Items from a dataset
· · ·

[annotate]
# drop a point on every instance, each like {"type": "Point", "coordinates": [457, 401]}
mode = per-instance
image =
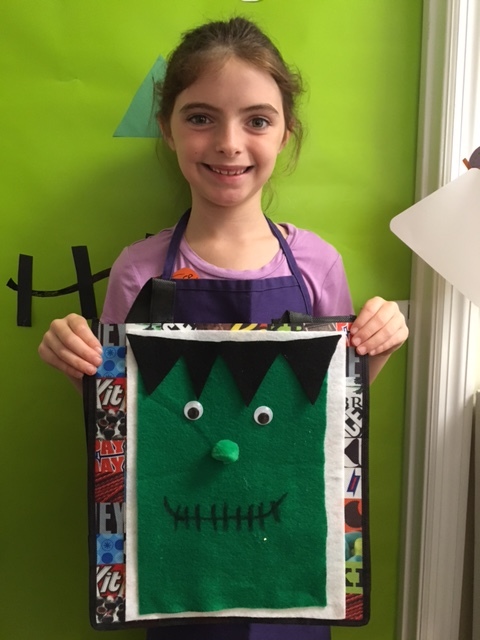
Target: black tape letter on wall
{"type": "Point", "coordinates": [84, 286]}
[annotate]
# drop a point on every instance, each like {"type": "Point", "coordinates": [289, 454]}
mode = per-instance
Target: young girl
{"type": "Point", "coordinates": [228, 108]}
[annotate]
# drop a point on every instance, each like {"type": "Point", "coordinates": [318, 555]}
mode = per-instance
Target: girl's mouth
{"type": "Point", "coordinates": [224, 171]}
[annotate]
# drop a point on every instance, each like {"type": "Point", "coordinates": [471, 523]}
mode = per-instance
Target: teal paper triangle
{"type": "Point", "coordinates": [139, 120]}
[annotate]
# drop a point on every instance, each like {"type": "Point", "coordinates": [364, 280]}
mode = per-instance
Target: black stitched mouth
{"type": "Point", "coordinates": [221, 518]}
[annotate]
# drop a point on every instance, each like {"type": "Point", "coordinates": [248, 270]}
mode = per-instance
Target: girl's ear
{"type": "Point", "coordinates": [286, 138]}
{"type": "Point", "coordinates": [166, 132]}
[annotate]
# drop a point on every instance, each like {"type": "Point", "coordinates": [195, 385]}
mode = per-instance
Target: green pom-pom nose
{"type": "Point", "coordinates": [226, 451]}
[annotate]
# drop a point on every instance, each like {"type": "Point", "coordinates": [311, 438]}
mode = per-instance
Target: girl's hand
{"type": "Point", "coordinates": [380, 328]}
{"type": "Point", "coordinates": [71, 347]}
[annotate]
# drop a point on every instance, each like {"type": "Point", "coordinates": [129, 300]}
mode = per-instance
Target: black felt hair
{"type": "Point", "coordinates": [248, 362]}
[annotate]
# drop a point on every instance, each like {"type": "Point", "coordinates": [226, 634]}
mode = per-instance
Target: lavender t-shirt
{"type": "Point", "coordinates": [319, 263]}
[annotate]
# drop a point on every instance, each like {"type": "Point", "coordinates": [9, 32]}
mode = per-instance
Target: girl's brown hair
{"type": "Point", "coordinates": [216, 42]}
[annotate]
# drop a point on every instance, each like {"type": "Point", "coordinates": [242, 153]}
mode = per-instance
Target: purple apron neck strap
{"type": "Point", "coordinates": [180, 230]}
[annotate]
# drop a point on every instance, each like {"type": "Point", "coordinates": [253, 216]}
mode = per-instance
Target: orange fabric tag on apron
{"type": "Point", "coordinates": [185, 274]}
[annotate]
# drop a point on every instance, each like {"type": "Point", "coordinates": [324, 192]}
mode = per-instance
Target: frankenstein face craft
{"type": "Point", "coordinates": [235, 474]}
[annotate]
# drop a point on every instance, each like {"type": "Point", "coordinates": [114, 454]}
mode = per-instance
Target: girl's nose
{"type": "Point", "coordinates": [229, 141]}
{"type": "Point", "coordinates": [226, 451]}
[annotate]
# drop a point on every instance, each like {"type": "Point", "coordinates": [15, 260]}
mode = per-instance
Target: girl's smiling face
{"type": "Point", "coordinates": [227, 129]}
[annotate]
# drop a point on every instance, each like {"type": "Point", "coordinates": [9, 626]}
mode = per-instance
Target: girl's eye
{"type": "Point", "coordinates": [199, 119]}
{"type": "Point", "coordinates": [193, 410]}
{"type": "Point", "coordinates": [259, 123]}
{"type": "Point", "coordinates": [263, 415]}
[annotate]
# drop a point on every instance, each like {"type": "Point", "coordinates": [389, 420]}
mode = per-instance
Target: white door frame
{"type": "Point", "coordinates": [443, 348]}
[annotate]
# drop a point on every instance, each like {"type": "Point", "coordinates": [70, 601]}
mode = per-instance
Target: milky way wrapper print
{"type": "Point", "coordinates": [228, 475]}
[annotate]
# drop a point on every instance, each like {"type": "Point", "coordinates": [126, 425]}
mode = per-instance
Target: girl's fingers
{"type": "Point", "coordinates": [379, 329]}
{"type": "Point", "coordinates": [70, 346]}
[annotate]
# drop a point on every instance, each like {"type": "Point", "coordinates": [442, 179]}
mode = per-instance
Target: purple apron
{"type": "Point", "coordinates": [229, 301]}
{"type": "Point", "coordinates": [237, 301]}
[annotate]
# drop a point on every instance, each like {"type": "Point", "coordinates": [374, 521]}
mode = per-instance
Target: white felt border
{"type": "Point", "coordinates": [334, 479]}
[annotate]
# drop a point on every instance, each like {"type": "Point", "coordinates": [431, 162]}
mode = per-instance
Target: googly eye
{"type": "Point", "coordinates": [263, 415]}
{"type": "Point", "coordinates": [193, 410]}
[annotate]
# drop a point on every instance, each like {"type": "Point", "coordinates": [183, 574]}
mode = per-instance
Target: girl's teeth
{"type": "Point", "coordinates": [228, 173]}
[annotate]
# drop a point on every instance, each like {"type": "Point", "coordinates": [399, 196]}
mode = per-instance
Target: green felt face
{"type": "Point", "coordinates": [231, 504]}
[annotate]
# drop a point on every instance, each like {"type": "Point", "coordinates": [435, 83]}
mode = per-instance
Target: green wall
{"type": "Point", "coordinates": [69, 71]}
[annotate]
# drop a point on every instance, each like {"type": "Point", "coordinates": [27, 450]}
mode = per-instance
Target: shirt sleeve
{"type": "Point", "coordinates": [322, 269]}
{"type": "Point", "coordinates": [123, 288]}
{"type": "Point", "coordinates": [136, 264]}
{"type": "Point", "coordinates": [334, 298]}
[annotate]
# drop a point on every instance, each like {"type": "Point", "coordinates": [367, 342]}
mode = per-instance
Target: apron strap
{"type": "Point", "coordinates": [154, 303]}
{"type": "Point", "coordinates": [174, 245]}
{"type": "Point", "coordinates": [292, 263]}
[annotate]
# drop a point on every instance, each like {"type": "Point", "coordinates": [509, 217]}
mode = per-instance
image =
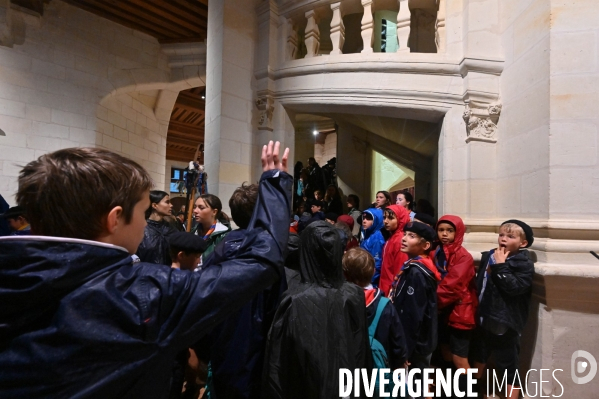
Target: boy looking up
{"type": "Point", "coordinates": [78, 319]}
{"type": "Point", "coordinates": [358, 268]}
{"type": "Point", "coordinates": [235, 348]}
{"type": "Point", "coordinates": [414, 294]}
{"type": "Point", "coordinates": [504, 286]}
{"type": "Point", "coordinates": [395, 219]}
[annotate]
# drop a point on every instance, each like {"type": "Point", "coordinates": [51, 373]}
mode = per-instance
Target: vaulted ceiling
{"type": "Point", "coordinates": [185, 138]}
{"type": "Point", "coordinates": [169, 21]}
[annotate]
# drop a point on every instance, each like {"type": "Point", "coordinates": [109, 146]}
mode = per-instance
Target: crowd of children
{"type": "Point", "coordinates": [266, 310]}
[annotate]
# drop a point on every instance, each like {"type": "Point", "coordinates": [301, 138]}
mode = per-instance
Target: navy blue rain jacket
{"type": "Point", "coordinates": [373, 241]}
{"type": "Point", "coordinates": [79, 320]}
{"type": "Point", "coordinates": [236, 347]}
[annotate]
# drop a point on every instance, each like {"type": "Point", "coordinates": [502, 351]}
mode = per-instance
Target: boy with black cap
{"type": "Point", "coordinates": [414, 294]}
{"type": "Point", "coordinates": [186, 249]}
{"type": "Point", "coordinates": [504, 286]}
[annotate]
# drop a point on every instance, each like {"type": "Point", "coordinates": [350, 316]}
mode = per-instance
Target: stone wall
{"type": "Point", "coordinates": [75, 79]}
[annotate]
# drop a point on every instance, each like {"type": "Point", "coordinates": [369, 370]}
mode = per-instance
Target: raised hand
{"type": "Point", "coordinates": [270, 157]}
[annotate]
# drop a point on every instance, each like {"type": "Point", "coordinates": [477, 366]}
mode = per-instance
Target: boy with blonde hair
{"type": "Point", "coordinates": [78, 319]}
{"type": "Point", "coordinates": [358, 268]}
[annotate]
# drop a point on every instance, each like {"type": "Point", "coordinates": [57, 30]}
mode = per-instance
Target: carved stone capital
{"type": "Point", "coordinates": [266, 108]}
{"type": "Point", "coordinates": [481, 121]}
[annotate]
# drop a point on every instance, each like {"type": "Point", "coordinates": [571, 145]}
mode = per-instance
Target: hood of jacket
{"type": "Point", "coordinates": [321, 251]}
{"type": "Point", "coordinates": [402, 215]}
{"type": "Point", "coordinates": [451, 249]}
{"type": "Point", "coordinates": [377, 224]}
{"type": "Point", "coordinates": [36, 272]}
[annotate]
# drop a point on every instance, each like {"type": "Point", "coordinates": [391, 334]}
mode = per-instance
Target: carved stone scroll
{"type": "Point", "coordinates": [481, 121]}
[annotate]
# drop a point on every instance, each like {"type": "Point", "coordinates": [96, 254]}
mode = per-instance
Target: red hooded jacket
{"type": "Point", "coordinates": [393, 258]}
{"type": "Point", "coordinates": [456, 293]}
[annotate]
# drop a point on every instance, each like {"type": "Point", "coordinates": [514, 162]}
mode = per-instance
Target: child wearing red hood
{"type": "Point", "coordinates": [395, 219]}
{"type": "Point", "coordinates": [456, 293]}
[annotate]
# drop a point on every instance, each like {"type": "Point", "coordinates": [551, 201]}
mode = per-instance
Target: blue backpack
{"type": "Point", "coordinates": [379, 354]}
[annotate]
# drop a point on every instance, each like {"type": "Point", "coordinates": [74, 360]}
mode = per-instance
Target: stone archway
{"type": "Point", "coordinates": [133, 118]}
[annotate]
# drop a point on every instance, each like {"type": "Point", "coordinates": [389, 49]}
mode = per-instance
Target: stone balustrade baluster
{"type": "Point", "coordinates": [337, 29]}
{"type": "Point", "coordinates": [367, 26]}
{"type": "Point", "coordinates": [312, 38]}
{"type": "Point", "coordinates": [440, 33]}
{"type": "Point", "coordinates": [291, 47]}
{"type": "Point", "coordinates": [403, 26]}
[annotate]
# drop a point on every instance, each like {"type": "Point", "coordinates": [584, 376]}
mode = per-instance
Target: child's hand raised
{"type": "Point", "coordinates": [501, 254]}
{"type": "Point", "coordinates": [270, 157]}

· · ·

__WHAT YOU SHOULD DO__:
How many lines in the items above contain the string "shirt"? Reply with the number alone.

__EXERCISE SOLUTION__:
2